* START QUOTED TEXT *
November 18th, 2011

You’ve Got A Friend

You are completely and utterly wrong … I think.

I had this girlfriend once, and I mean she was a girl who was really just a friend. She worked for me. She was (and still is, I presume) 12 years younger than me, but she was as smart and funny and cute as any woman twice her age. Sometimes, I wanted to sleep with her, but I never tried, and mostly I really enjoyed this unique friendship I had with her. For a while, she was as important to me as any friend I had and I really thought we’d be friends forever. At the peak of our friendship, she met a guy and eventually married him. They now have three kids and live about half an hour from me. I haven’t seen or spoken to her since the day she got married. I have no idea why, but I know that I regret it. I also know that I have no intention of letting that happen to us.

To me, relationships, friendships, affairs and the like all have a shelf life of sorts. For most, this shelf life is finite and the end result an enjoyable, but limited result. Only the special ones last a lifetime, or even close to it. But it goes back to what I’ve always said about relationships of any kind… circumstances have WAY MORE to do with them than we usually realize.

For example, which part of moving 60 miles away to live with the man you’re going to marry did you think was going to have zero impact on our friendship: the 60 miles part or the getting married part? You remember me, don’t you? I’m the guy with three kids who you already lived twenty miles away from – in the other direction. I’m the friend that you saw consistently, but hardly often, due to what they like to call in show business as, “scheduling conflicts.” Or put it another way… if you’d stayed put and I’d moved 60 miles in the other direction, would we have seen each other any more than we have now?
* END QUOTED TEXT *
_WRITTEN EXERCISE_
In the post about friendship, which kinds of connections does the writer say have a shelf life? List each one named.
* START GIVEN INFORMATION *
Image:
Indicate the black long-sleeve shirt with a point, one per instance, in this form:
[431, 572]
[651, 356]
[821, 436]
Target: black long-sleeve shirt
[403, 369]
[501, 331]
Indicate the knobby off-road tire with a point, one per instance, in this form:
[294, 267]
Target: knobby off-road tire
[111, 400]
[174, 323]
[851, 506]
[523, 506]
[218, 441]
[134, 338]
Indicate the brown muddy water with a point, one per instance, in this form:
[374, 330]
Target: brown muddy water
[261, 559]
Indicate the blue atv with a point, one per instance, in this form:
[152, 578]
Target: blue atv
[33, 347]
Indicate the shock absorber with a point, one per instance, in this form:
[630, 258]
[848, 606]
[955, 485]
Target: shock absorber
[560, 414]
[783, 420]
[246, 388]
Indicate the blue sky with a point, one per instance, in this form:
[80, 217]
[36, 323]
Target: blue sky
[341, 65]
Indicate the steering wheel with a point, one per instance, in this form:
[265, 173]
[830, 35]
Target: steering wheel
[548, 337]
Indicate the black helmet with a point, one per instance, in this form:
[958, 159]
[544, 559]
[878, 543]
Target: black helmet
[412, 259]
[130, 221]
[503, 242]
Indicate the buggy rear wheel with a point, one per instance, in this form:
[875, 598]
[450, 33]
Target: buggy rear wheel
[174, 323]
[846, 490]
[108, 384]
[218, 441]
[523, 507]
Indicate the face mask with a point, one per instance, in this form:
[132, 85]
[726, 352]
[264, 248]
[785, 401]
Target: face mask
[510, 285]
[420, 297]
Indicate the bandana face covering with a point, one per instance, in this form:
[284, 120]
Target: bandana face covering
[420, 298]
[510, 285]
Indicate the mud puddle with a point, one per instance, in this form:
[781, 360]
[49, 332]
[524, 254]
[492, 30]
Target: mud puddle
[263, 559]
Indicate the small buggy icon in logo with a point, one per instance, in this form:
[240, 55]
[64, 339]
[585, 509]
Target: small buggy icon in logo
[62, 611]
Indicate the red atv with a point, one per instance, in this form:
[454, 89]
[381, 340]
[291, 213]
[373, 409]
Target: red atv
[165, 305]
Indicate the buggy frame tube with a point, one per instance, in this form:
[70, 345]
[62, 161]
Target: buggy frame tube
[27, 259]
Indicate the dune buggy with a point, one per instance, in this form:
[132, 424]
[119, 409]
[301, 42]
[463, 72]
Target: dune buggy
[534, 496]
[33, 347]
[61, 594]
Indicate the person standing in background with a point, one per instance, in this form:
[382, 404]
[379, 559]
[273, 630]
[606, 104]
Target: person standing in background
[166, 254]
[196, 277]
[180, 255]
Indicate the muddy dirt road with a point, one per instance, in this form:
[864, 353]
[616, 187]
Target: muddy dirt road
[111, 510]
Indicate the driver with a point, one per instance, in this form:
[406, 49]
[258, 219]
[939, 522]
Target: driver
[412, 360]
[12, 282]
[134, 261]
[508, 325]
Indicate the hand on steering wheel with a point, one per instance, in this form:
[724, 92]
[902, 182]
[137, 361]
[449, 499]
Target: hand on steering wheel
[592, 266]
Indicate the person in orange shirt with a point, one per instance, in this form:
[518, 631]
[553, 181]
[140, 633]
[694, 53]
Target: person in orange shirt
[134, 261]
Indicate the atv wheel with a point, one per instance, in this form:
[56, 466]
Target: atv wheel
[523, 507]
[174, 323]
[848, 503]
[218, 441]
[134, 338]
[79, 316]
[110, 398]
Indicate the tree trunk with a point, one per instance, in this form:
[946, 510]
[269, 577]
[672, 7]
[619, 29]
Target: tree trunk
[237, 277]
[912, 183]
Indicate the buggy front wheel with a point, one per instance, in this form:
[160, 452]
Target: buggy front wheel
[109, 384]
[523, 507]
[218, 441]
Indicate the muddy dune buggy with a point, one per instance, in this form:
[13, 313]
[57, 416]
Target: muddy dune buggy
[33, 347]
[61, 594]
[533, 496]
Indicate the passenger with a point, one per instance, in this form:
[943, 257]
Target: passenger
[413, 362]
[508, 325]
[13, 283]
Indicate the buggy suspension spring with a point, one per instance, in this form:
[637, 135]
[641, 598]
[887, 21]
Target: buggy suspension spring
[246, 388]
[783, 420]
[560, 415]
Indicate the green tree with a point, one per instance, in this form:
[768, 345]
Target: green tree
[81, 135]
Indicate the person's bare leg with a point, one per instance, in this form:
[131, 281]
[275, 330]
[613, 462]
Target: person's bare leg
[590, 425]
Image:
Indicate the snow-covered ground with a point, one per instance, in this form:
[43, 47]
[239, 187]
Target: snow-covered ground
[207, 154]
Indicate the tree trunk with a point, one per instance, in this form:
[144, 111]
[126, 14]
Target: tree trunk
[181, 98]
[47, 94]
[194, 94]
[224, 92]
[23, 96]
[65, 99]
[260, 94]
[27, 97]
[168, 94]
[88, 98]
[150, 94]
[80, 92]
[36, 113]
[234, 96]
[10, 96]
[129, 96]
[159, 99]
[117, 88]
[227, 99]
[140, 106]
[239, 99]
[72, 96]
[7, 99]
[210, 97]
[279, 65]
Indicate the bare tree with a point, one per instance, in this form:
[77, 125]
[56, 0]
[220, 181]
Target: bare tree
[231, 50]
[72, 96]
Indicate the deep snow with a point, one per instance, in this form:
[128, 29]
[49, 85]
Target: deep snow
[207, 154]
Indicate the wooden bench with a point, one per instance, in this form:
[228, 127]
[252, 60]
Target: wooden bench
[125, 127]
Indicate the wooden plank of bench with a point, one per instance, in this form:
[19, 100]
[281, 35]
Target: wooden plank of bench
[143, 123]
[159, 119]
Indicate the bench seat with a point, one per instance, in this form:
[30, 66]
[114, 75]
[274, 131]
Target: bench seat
* END GIVEN INFORMATION *
_EXERCISE SOLUTION_
Relationships, friendships, affairs